# [SELECTED TEXT]
Re: [RFC] A first shot at asciidoc-based formatted docs

From: Jani Nikula
Date: Wed Feb 10 2016 - 09:03:47 EST



[Sorry this turned out a long email, I didn't have the time to write a
short one.]

On Wed, 10 Feb 2016, Daniel Vetter <daniel.vetter@xxxxxxxx> wrote:
> On Wed, Feb 10, 2016 at 1:09 AM, Jonathan Corbet <corbet@xxxxxxx> wrote:
>> On Tue, 26 Jan 2016 14:08:45 +0200
>> Jani Nikula <jani.nikula@xxxxxxxxx> wrote:
>>
>>> I'm afraid we've done some overlapping work in the mean time, but I'm
>>> happy we've both looked at the tool chain, and can have a more
>>> meaningful conversation now.
>>
>> [Adding Keith since you said you wanted to be a part of this - let us know
>> when you've had enough!]
>>
>> So I've spent a bit of time looking at this, and quite a bit more time
>> talking with various folks at LCA. There is pretty much universal
>> agreement that this is interesting work and the direction we'd like to
>> go. My current hope is that we can merge some version of it for 4.6 and
>> see where it goes from there.
>>
>> So naturally I have some thoughts on the whole thing...
>>
>> - I would like to format directly to HTML if at all possible. It seems
>> it should be possible to get a table of contents into the files, and
>> the feedback I got was that a TOC would be enough for navigation - it
>> would not be necessary to split the files at that point. We might
>> still want to try to figure that out too, though. In any case, this
>> isn't a show stopper, in that we can change it anytime if a better way
>> shows up. But I'd like to have it in mind.
>
> I think for 4.6 it'd be best to go with the hybrid asciidoc->docbook
> toolchain, since that's less disruptive. And with that we can also
> fully concentrating on the frontend, and how it'll look and behave.

# [RECORDED INFORMATION]
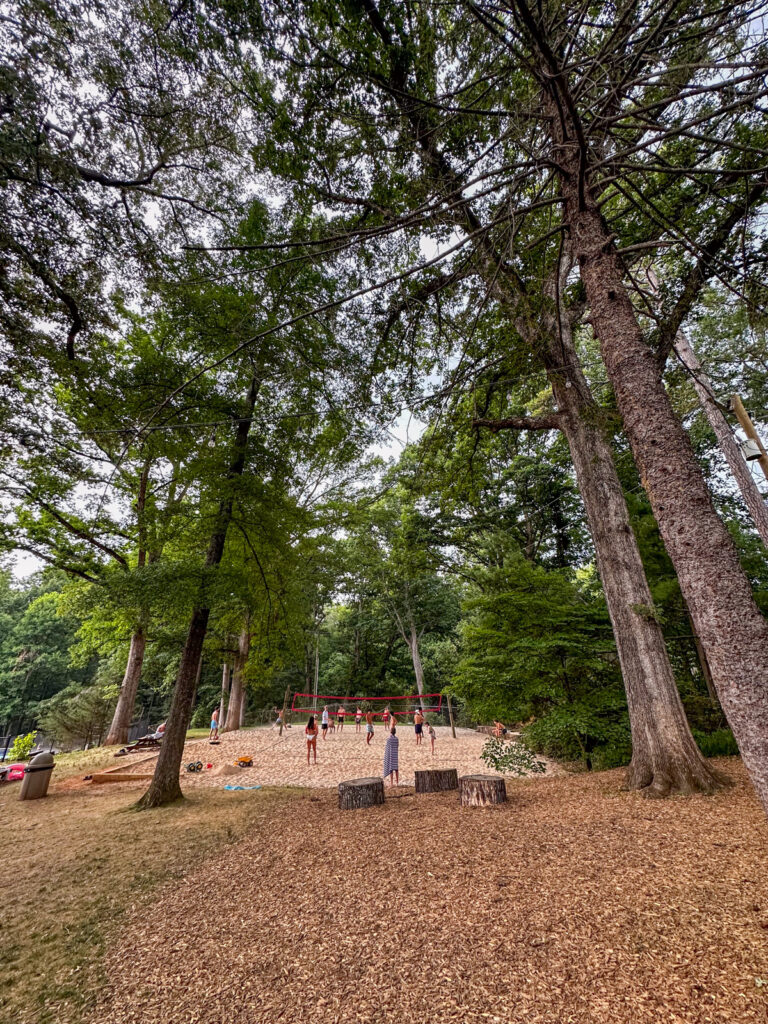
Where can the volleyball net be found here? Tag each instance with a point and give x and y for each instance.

# [PROBLEM TO WORK ON]
Continue the email thread on asciidoc-based kernel docs from the point where it stops.

# [EXERCISE OUTPUT]
I'd like to clarify the end goal a bit more before deciding what to do
next. In particular, is the aim to have asciidoc->HTML only or dual
asciidoc->HTML and asciidoc->XML->whatever? Or independent
asciidoc->HTML first, with the existing DocBook on the side until
everything's converted? Something else?

Direct asciidoc->HTML has the problem I mentioned that there is no
chunked output. If the source is big (as-is or via asciidoc includes)
the output is big. The current gpu.tmpl turned way too big. We could
alleviate that by splitting the source documents into smaller pieces (in
gpu.tmpl case it's desirable no matter what), and tying them together
via cross-references and TOC rather than asciidoc includes.

The problem with this, in turn, is that I don't really know how
automatic cross-referencing between kernel-doc comments would turn out
then (e.g. i915 kernel-doc references a symbol in drm core kernel-doc
after gpu.tmpl split) as asciidoc would process the files
independently. A kernel-doc comment writer shouldn't have to know which
document the referenced symbol is in... We could do post-processing I
guess, but I'd really like to get rid of the homebrew aspects here.

Is it acceptable to have dead links when referencing symbols outside of
the document in question, for the time being, until someone figures out
a nice way to do this?

> Once that's solid we can look into the icing on the cake for later
> kernels I think.
>
>> - Asciidoc templates and processing should happen in a new directory
>> (perhaps imaginatively called "asciidoc"); having them in a directory
>> called "DocBook" seems a little weird. More importantly, though, I'd
>> like to separate them out as a fresh start, and not mess with the
>> existing DocBook templates until we decide we don't need them anymore.
>> If we could end up with a cleaner, simpler makefile in the process,
>> that would be a bonus.
>
> For the long term dream plan of including other .txt files from the
> existing pile of unstructured docs, do we really want a separate
> asciidoc directory? Or just .asciidoc as a special extension?

Also in my dream world you could have asciidoc files anywhere in the
Documentation tree, with a Makefile per directory identifying which ones
should be processed as asciidoc. I might even name them all .txt, and
you wouldn't have to rename existing "almost markup" plain text files to
have them processed, just fix the markup and update the Makefile. (FWIW
asciidoc suggests .txt extension, though asciidoctor suggests .adoc or
.asciidoc.) I think this would better promote a gradual transition to
lightweight markup, with easier to review patches. Also you mentioned
there's no structure under Documentation. Allowing asciidoc files
anywhere would, I think, help gradual restructuring.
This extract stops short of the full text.